[Text segment]

+ + + +

Welcome to the Wakefield Doctrine (the theory of clarks, scotts and rogers)

 

‘It was a good (Saturday Night) call – fun and informative. In spite of us leaving tread marks all over one another, lol’ (Denise)

Fun Doctrine Fact: one of the indicators of two, (or more), clarks participating in a conversation is the frequency and/or tendency to ‘bump into each other’ conversationistically-speaking, that is. You know, the synchronized pauses and then starting to speak at the same moment; (and the ‘clincher’: ‘Sorry’ You go first’ ‘No, you’).

Do we care about the ‘Why’ of this phenomenon?

Of course we do! This post is about clarks. the Outsider. The congenitally-curious.

Hey! Example from ‘real’ life of identifying a clark. Friend of the Doctrine, Glenn and we were talking one Saturday night. And, occurring as it did in the parking lot of the Wakefield Mall, the topic of windshield flyers  came up. In fact, there may have been what our writerly friends might refer to as ‘an inciting incident’, as upon our return to the car, someone had stuck a flyer under the windshield wiper. Being a scott (with a secondary clarklike aspect) Glenn got to the car first, spotted the piece of paper and, without comment, grabbed it, balled it up and threw it somewhere not on the car.

We laughed.

Riding away, Glenn said, “I remember, it used to make me crazy but when that happened and my father was there. He’d take the fuckin thing out from under the wiper and…. read it! Made me crazy.”

+ + + +

[Data segment]
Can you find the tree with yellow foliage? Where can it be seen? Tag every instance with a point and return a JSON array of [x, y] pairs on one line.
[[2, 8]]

+ + + +

[Exercise instructions]
[a] In the Wakefield Doctrine post, write out the passage between "Fun Doctrine Fact: one" and "Outsider. The congenitally-curious.", inclusive.
[b] According to the Wakefield Doctrine post, what did Glenn's father do with a flyer left under the windshield wiper?

[Solutions by task]
[a]
Fun Doctrine Fact: one of the indicators of two, (or more), clarks participating in a conversation is the frequency and/or tendency to ‘bump into each other’ conversationistically-speaking, that is. You know, the synchronized pauses and then starting to speak at the same moment; (and the ‘clincher’: ‘Sorry’ You go first’ ‘No, you’).

Do we care about the ‘Why’ of this phenomenon?

Of course we do! This post is about clarks. the Outsider. The congenitally-curious.

[b] He took it out from under the wiper and read it.